## Given problem
State how many lines in the rows below contain the string "kayak", matching case exactly, and reply with the number alone.

** begin Data for this exercise **

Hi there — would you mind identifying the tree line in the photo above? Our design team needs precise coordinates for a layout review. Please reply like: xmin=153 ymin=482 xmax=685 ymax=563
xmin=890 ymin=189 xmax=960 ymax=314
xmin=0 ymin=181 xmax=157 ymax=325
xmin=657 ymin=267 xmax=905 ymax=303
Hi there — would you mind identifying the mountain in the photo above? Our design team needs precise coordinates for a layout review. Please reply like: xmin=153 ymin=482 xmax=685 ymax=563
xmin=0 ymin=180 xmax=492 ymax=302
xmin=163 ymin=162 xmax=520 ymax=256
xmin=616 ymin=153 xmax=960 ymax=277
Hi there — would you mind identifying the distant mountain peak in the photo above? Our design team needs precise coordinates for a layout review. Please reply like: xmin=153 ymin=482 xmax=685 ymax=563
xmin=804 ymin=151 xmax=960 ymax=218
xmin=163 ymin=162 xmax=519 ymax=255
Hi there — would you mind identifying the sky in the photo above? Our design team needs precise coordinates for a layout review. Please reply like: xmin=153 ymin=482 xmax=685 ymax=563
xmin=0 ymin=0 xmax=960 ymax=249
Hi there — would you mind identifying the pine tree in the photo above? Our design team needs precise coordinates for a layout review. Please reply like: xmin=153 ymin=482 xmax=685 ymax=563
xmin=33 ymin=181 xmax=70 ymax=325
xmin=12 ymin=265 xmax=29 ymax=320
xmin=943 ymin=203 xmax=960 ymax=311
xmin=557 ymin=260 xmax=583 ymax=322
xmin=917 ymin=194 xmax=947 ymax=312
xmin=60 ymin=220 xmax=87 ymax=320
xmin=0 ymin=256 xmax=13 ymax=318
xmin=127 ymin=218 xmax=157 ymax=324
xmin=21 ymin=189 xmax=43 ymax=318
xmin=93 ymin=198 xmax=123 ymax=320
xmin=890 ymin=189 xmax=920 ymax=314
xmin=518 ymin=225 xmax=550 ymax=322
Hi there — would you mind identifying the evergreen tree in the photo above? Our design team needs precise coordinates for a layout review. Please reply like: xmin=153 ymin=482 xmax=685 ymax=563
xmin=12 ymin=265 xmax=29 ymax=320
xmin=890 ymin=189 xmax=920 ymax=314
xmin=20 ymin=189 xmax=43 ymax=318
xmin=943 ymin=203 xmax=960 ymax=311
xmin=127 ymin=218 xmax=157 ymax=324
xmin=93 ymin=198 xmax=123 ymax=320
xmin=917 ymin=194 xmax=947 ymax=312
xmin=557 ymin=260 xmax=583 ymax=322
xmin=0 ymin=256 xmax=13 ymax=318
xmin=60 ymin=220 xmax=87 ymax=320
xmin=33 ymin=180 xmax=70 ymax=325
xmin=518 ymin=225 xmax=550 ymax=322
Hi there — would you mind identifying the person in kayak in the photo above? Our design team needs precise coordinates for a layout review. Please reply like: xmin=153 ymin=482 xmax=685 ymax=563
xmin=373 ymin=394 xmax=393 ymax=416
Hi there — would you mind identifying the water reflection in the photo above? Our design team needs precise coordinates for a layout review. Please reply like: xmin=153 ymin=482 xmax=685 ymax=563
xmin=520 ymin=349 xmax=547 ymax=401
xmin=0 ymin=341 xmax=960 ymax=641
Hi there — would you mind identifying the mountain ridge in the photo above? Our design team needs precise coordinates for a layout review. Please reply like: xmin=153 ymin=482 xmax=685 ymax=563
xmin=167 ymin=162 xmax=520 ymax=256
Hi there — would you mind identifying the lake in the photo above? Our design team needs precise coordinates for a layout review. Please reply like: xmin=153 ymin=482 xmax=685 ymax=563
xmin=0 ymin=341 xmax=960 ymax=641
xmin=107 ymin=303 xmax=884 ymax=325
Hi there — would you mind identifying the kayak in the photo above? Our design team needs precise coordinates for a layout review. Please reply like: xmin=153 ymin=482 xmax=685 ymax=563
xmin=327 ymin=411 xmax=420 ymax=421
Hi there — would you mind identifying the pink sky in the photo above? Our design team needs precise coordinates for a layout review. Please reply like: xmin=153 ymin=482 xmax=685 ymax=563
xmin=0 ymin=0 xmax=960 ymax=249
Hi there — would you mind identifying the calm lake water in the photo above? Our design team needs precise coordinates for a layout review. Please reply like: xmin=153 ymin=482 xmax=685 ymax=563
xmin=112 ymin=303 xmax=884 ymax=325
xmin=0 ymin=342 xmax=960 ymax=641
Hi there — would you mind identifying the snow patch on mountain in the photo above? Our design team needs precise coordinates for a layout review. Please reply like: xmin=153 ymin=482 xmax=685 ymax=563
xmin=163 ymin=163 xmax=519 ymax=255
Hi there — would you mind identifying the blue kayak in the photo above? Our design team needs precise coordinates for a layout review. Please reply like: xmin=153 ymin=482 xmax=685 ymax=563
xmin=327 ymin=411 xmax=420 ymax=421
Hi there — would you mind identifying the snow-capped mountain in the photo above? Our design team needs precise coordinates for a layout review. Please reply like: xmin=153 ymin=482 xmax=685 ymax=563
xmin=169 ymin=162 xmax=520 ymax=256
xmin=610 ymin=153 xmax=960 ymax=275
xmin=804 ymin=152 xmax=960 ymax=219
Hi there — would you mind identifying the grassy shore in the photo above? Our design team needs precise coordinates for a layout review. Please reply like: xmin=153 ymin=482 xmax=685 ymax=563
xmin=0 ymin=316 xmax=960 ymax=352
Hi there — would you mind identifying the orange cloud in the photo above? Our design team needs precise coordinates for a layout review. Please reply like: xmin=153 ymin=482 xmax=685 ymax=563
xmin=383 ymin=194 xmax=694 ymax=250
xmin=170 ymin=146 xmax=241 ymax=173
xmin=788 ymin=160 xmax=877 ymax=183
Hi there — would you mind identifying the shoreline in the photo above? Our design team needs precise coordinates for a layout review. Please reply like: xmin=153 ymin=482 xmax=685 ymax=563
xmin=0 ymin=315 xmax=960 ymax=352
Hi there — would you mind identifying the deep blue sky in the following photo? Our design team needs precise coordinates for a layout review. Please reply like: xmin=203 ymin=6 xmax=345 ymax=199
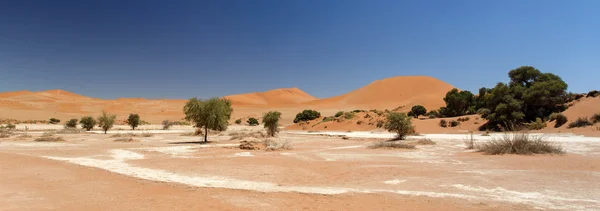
xmin=0 ymin=0 xmax=600 ymax=99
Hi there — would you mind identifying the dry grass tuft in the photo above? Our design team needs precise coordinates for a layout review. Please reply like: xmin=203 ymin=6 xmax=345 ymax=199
xmin=34 ymin=136 xmax=65 ymax=142
xmin=368 ymin=141 xmax=416 ymax=149
xmin=477 ymin=133 xmax=565 ymax=155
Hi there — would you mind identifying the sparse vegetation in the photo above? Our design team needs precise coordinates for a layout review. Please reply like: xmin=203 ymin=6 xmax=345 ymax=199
xmin=477 ymin=133 xmax=565 ymax=155
xmin=79 ymin=116 xmax=96 ymax=131
xmin=183 ymin=98 xmax=233 ymax=142
xmin=368 ymin=141 xmax=416 ymax=149
xmin=246 ymin=117 xmax=259 ymax=126
xmin=262 ymin=111 xmax=281 ymax=137
xmin=127 ymin=114 xmax=140 ymax=130
xmin=65 ymin=119 xmax=77 ymax=128
xmin=98 ymin=111 xmax=117 ymax=134
xmin=384 ymin=112 xmax=414 ymax=140
xmin=550 ymin=113 xmax=568 ymax=128
xmin=294 ymin=110 xmax=321 ymax=123
xmin=49 ymin=118 xmax=60 ymax=124
xmin=567 ymin=117 xmax=594 ymax=128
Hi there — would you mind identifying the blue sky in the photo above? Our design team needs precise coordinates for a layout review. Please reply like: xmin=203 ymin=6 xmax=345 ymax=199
xmin=0 ymin=0 xmax=600 ymax=99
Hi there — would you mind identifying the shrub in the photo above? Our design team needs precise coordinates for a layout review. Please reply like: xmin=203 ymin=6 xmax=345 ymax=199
xmin=550 ymin=113 xmax=568 ymax=128
xmin=262 ymin=111 xmax=281 ymax=137
xmin=246 ymin=117 xmax=259 ymax=126
xmin=65 ymin=119 xmax=77 ymax=128
xmin=127 ymin=114 xmax=140 ymax=130
xmin=344 ymin=112 xmax=354 ymax=119
xmin=477 ymin=133 xmax=565 ymax=155
xmin=368 ymin=141 xmax=415 ymax=149
xmin=592 ymin=113 xmax=600 ymax=123
xmin=294 ymin=110 xmax=321 ymax=123
xmin=450 ymin=120 xmax=460 ymax=127
xmin=384 ymin=112 xmax=414 ymax=140
xmin=79 ymin=116 xmax=96 ymax=131
xmin=526 ymin=118 xmax=546 ymax=130
xmin=50 ymin=118 xmax=60 ymax=124
xmin=567 ymin=117 xmax=593 ymax=128
xmin=410 ymin=105 xmax=427 ymax=118
xmin=162 ymin=119 xmax=173 ymax=130
xmin=439 ymin=119 xmax=448 ymax=127
xmin=98 ymin=111 xmax=117 ymax=134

** end Data for this exercise **

## Answer to the task
3